> **TRY IT**
Recast the lines below, from the line containing "239L744 226L701 223L685" through the line containing "positive clicks: (724, 223)", as a JSON list of strings with one string per line and blank lines omitted.

> **DATA FOR THIS EXERCISE**
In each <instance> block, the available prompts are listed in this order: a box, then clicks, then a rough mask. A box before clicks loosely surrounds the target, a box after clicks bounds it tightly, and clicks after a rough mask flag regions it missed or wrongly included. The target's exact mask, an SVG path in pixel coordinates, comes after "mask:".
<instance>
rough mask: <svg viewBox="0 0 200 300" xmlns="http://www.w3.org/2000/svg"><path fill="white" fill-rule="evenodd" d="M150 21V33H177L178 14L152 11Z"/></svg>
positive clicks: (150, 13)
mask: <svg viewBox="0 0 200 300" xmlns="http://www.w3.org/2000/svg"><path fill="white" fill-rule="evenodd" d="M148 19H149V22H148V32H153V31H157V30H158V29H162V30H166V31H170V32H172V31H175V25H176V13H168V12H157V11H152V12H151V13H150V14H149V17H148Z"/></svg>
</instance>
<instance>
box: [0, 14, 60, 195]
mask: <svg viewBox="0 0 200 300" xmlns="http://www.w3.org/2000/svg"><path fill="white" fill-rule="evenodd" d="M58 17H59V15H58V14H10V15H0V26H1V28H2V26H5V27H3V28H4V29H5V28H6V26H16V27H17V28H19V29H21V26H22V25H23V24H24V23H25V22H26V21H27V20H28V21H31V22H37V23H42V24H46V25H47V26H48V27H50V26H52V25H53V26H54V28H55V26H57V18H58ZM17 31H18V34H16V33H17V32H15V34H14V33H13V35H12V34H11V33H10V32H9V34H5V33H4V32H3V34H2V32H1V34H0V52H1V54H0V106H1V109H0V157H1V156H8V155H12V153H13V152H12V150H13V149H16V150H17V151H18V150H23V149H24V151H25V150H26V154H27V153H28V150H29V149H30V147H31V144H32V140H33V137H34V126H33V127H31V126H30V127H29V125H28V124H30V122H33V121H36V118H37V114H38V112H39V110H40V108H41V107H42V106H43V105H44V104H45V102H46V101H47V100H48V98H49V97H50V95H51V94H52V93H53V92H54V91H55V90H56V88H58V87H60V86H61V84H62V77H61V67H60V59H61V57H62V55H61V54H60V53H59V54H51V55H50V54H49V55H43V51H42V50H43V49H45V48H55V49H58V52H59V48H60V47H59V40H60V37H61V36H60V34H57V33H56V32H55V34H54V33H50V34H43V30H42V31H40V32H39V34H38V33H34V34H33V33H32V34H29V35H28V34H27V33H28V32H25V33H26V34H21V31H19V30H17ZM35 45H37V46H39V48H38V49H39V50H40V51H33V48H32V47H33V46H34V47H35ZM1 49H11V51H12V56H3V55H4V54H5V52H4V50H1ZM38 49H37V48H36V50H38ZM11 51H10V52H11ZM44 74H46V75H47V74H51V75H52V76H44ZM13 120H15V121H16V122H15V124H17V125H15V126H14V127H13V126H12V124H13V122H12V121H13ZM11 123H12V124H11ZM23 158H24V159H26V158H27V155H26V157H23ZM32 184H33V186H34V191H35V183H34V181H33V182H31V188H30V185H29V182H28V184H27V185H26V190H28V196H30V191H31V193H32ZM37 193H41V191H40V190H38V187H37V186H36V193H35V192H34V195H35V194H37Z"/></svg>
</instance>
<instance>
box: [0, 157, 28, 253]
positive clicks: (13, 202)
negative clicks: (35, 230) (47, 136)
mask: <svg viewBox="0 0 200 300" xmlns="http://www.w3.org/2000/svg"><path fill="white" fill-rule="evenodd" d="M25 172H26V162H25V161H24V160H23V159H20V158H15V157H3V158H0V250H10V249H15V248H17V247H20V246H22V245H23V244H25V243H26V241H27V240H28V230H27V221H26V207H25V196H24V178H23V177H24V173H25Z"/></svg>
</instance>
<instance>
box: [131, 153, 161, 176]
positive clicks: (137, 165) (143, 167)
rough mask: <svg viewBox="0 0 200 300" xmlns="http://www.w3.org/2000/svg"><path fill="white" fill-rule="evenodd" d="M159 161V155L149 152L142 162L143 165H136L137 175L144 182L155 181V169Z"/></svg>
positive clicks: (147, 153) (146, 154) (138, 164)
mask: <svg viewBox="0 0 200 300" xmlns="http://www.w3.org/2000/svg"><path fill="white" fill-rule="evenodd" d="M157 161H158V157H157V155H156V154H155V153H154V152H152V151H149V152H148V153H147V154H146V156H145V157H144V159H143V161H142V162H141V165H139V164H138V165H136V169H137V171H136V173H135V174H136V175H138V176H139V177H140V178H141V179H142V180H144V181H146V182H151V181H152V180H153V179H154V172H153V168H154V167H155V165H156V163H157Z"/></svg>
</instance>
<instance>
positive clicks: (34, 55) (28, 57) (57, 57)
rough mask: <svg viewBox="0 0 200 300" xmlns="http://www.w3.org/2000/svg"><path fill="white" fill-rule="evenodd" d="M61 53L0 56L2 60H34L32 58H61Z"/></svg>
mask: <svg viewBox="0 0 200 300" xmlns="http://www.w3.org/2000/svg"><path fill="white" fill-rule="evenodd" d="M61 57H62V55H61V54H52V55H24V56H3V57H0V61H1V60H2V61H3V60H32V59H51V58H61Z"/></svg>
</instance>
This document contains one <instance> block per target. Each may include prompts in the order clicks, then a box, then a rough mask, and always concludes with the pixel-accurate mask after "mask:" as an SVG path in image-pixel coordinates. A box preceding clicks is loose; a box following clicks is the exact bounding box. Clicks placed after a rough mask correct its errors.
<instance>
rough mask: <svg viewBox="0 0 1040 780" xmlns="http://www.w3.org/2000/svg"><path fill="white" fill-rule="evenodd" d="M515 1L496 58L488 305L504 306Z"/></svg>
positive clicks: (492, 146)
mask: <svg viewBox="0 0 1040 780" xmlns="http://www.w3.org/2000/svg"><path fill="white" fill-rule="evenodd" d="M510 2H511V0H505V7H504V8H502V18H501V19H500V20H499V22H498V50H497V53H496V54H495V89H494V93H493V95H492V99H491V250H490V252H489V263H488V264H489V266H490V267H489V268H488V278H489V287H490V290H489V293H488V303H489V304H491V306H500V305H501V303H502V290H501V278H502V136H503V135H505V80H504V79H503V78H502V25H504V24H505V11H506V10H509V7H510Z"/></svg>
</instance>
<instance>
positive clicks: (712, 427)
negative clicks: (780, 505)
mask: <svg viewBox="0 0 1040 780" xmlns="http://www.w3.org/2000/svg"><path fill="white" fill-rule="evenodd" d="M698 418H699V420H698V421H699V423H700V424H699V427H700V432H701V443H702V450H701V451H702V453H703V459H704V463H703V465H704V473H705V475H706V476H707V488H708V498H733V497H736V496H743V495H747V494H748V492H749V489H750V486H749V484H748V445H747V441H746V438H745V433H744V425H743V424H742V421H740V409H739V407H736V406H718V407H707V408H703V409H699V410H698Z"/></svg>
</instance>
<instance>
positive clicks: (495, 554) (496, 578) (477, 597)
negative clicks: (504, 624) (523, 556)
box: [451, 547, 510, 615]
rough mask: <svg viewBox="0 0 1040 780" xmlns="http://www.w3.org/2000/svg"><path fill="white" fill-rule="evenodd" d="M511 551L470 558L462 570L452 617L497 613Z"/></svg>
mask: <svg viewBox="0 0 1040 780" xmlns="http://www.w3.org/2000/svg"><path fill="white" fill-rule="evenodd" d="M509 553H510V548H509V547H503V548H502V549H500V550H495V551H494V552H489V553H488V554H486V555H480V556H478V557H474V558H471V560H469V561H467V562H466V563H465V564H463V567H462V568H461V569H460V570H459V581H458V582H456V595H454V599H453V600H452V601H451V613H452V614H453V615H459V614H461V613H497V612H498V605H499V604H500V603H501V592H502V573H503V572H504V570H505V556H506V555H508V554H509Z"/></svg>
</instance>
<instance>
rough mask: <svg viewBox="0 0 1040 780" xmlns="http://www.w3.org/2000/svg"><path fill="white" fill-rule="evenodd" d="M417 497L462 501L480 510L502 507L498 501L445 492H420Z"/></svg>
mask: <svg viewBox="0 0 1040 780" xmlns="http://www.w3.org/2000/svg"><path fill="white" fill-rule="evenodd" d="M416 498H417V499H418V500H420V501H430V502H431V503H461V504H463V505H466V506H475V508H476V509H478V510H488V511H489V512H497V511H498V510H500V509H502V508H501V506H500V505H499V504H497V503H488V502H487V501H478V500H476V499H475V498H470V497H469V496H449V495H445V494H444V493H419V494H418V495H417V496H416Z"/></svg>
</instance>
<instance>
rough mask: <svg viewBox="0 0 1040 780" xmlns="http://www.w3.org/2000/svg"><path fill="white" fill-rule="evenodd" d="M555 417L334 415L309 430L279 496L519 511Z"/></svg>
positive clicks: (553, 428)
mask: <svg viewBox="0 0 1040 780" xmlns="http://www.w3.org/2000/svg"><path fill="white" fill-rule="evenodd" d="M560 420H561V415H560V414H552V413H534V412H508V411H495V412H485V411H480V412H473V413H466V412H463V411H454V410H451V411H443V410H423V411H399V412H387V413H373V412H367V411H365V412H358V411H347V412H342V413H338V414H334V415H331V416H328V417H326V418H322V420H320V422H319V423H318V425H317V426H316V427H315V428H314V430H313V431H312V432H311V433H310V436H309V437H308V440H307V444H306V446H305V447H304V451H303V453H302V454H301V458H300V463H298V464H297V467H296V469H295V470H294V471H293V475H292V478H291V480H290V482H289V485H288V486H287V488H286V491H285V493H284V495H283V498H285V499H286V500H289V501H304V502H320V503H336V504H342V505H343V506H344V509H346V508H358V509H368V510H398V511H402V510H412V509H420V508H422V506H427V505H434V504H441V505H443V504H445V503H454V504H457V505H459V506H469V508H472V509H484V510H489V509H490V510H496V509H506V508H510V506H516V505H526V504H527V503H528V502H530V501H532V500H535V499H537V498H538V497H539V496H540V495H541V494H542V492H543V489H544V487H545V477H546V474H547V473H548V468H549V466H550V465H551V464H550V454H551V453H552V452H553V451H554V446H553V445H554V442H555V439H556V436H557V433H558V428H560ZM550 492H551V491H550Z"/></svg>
==
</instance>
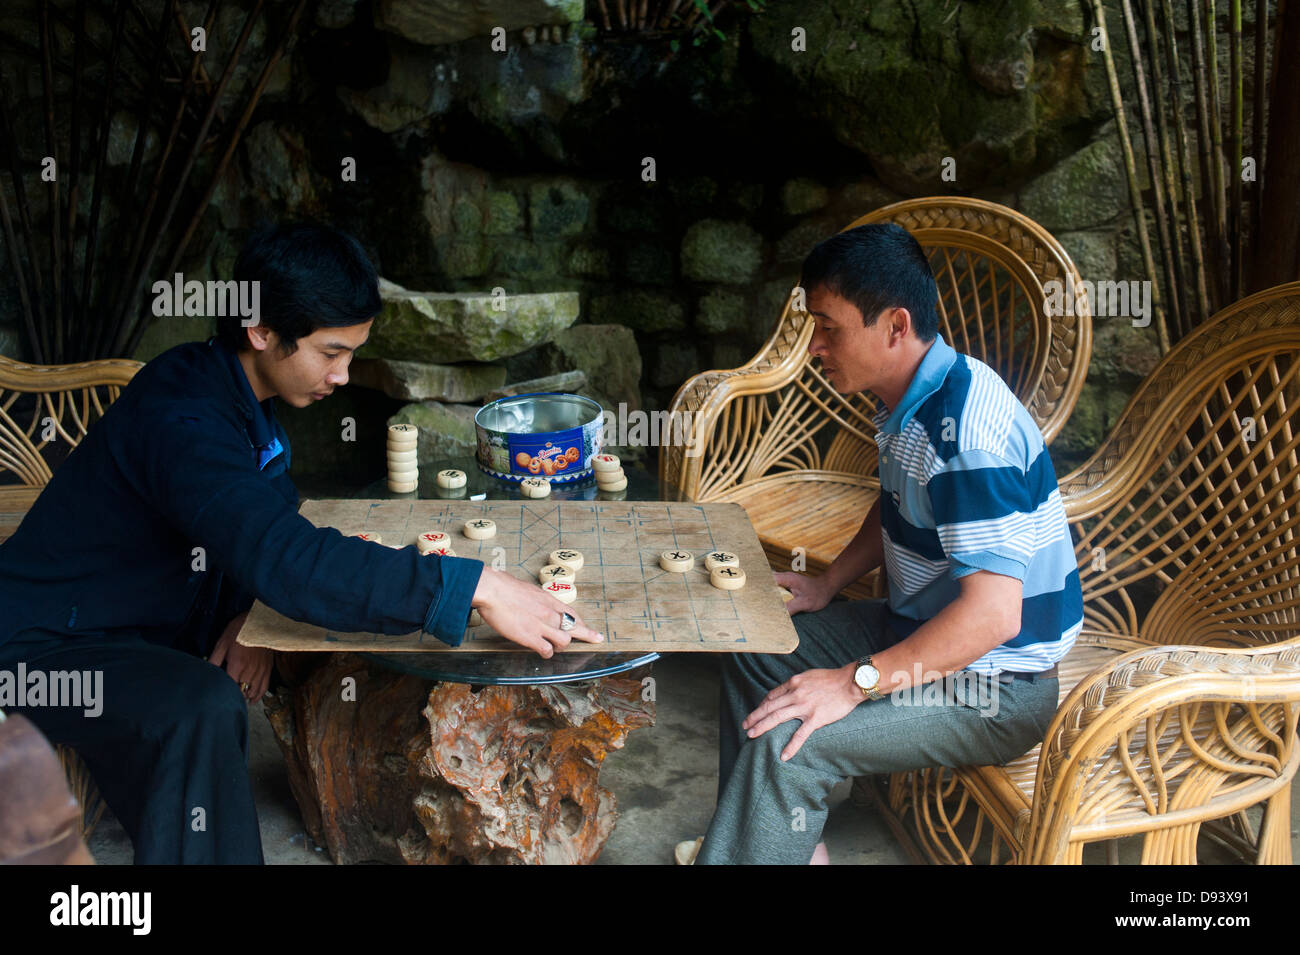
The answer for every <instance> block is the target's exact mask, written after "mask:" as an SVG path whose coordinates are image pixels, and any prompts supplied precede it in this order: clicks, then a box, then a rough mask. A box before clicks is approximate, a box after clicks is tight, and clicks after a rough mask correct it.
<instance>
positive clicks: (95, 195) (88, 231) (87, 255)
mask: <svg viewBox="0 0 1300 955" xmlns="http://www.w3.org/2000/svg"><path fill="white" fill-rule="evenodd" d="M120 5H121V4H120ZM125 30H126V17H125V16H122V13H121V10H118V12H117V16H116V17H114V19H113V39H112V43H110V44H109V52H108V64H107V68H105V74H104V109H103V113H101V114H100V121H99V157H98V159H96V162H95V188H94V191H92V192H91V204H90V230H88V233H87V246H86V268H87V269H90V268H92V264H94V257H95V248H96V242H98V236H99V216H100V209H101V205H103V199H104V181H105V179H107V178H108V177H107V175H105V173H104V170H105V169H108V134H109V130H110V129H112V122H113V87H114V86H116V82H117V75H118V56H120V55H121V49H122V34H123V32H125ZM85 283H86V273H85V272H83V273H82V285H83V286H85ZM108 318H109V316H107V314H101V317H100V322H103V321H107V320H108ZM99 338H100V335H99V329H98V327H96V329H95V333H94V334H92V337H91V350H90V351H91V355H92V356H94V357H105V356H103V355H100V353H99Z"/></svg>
* * *
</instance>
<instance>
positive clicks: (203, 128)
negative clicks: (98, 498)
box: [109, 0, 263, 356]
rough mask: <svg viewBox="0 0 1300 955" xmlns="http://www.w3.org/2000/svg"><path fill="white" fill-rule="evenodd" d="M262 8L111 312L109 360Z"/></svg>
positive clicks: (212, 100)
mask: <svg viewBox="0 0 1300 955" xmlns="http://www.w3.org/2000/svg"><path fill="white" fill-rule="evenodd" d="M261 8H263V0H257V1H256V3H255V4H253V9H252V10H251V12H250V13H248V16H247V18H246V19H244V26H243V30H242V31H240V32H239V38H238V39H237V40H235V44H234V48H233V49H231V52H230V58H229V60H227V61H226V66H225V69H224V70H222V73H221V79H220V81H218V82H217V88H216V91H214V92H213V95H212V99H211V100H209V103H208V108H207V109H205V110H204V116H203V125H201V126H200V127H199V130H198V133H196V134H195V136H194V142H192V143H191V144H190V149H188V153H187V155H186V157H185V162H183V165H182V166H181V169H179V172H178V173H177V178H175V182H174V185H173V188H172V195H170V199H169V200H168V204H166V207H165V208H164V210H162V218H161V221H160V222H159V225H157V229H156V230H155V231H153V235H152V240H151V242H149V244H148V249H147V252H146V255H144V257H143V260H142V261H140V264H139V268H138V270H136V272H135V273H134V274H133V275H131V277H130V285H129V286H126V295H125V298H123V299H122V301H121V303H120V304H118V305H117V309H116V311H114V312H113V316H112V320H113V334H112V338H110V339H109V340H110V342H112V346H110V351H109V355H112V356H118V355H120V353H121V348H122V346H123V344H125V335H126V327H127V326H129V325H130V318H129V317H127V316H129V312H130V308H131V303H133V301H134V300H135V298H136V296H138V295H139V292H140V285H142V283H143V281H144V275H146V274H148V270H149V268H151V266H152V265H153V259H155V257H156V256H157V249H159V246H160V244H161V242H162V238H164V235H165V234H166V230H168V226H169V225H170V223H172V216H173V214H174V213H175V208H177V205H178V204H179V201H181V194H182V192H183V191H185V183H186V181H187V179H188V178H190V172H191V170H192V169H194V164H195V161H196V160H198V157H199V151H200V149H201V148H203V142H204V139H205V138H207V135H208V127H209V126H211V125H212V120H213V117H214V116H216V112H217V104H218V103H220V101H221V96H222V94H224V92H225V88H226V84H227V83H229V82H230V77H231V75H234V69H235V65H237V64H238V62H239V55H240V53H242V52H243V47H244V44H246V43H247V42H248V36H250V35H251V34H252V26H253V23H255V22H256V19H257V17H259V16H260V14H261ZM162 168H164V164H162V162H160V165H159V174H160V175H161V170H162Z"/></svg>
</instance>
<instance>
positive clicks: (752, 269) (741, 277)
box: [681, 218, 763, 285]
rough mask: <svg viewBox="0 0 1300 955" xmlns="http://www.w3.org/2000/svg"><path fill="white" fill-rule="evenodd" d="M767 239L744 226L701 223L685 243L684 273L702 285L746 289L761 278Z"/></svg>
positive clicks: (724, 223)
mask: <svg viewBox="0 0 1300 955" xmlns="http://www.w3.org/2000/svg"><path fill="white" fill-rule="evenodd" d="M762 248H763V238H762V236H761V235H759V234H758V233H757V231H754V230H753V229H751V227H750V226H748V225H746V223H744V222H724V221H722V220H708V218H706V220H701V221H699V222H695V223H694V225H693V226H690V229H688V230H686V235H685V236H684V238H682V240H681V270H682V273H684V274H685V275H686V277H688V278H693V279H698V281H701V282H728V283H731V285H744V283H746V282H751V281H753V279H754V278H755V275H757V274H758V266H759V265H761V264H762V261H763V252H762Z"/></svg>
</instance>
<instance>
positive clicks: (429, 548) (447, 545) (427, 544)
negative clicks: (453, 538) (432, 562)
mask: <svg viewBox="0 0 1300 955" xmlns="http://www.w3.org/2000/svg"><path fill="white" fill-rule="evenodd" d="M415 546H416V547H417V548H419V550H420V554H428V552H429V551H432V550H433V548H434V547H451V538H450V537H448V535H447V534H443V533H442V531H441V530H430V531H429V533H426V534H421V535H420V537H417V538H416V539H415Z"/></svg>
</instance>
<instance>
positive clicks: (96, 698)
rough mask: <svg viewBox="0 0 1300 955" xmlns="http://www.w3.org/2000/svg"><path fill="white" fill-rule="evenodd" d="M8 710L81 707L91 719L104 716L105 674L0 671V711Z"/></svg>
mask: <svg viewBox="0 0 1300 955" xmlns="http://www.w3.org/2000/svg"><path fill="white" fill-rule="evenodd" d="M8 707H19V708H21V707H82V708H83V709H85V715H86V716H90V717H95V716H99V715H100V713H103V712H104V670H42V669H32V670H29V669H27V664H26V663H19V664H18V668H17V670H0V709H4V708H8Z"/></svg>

> **YOUR RESPONSE**
[
  "rough mask: <svg viewBox=\"0 0 1300 955\" xmlns=\"http://www.w3.org/2000/svg\"><path fill=\"white\" fill-rule=\"evenodd\" d=\"M767 239L744 226L701 223L685 243L684 273L702 285L746 289L761 278Z\"/></svg>",
  "positive clicks: (724, 223)"
]